§ CONSIGNES:
**a)** Imprimez le passage de l'extrait choisi qui va de « Heureusement que derrière » à « solo de Salif. », ces deux bouts compris.
**b)** D'après l'extrait choisi, quel morceau avait autrefois lancé la carrière solo de Salif ?

§ EXTRAIT CHOISI:
Heureusement que derrière lui, les musiciens dirigés par Cheik Tidiane Seck, devenu band leader naturel depuis la mort de Kanté Manfila, ont fourni une musique de grande qualité. Même si l’on aurait aimé entendre plus souvent la guitare d’Amadou, qui se contentera, hormis un solo, d’accompagner l’autre guitariste, Ousmane Kouyaté, le groupe se montra solide et d’une rayonnante fraîcheur. Le vieux Idrissa Soumaoro prenant parfois le chant à son compte dans un registre moins lyrique que Salif, nous eûmes droit à une manière de best of des années abidjanaises avec Seydou Baly, Ntoman, Saly, Super Coulou et autres Tie colomba. Il y eut même un Primpin qui en son temps avait lancé la carrière solo de Salif.

§ DONNÉES:
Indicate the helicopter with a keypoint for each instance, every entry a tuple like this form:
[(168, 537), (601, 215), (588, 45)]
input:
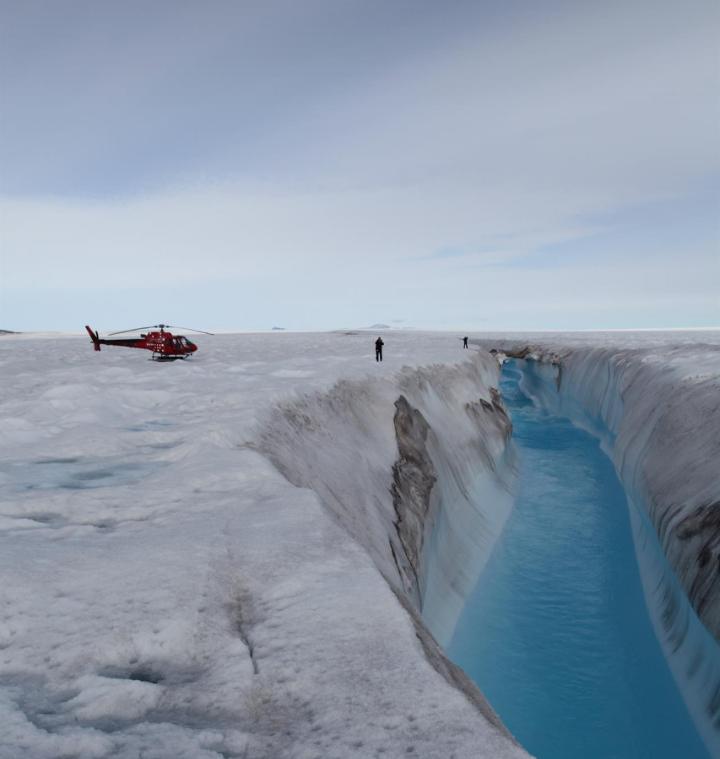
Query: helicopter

§ CORRIGÉS COMPLETS:
**a)**
Heureusement que derrière lui, les musiciens dirigés par Cheik Tidiane Seck, devenu band leader naturel depuis la mort de Kanté Manfila, ont fourni une musique de grande qualité. Même si l’on aurait aimé entendre plus souvent la guitare d’Amadou, qui se contentera, hormis un solo, d’accompagner l’autre guitariste, Ousmane Kouyaté, le groupe se montra solide et d’une rayonnante fraîcheur. Le vieux Idrissa Soumaoro prenant parfois le chant à son compte dans un registre moins lyrique que Salif, nous eûmes droit à une manière de best of des années abidjanaises avec Seydou Baly, Ntoman, Saly, Super Coulou et autres Tie colomba. Il y eut même un Primpin qui en son temps avait lancé la carrière solo de Salif.

**b)** Primpin.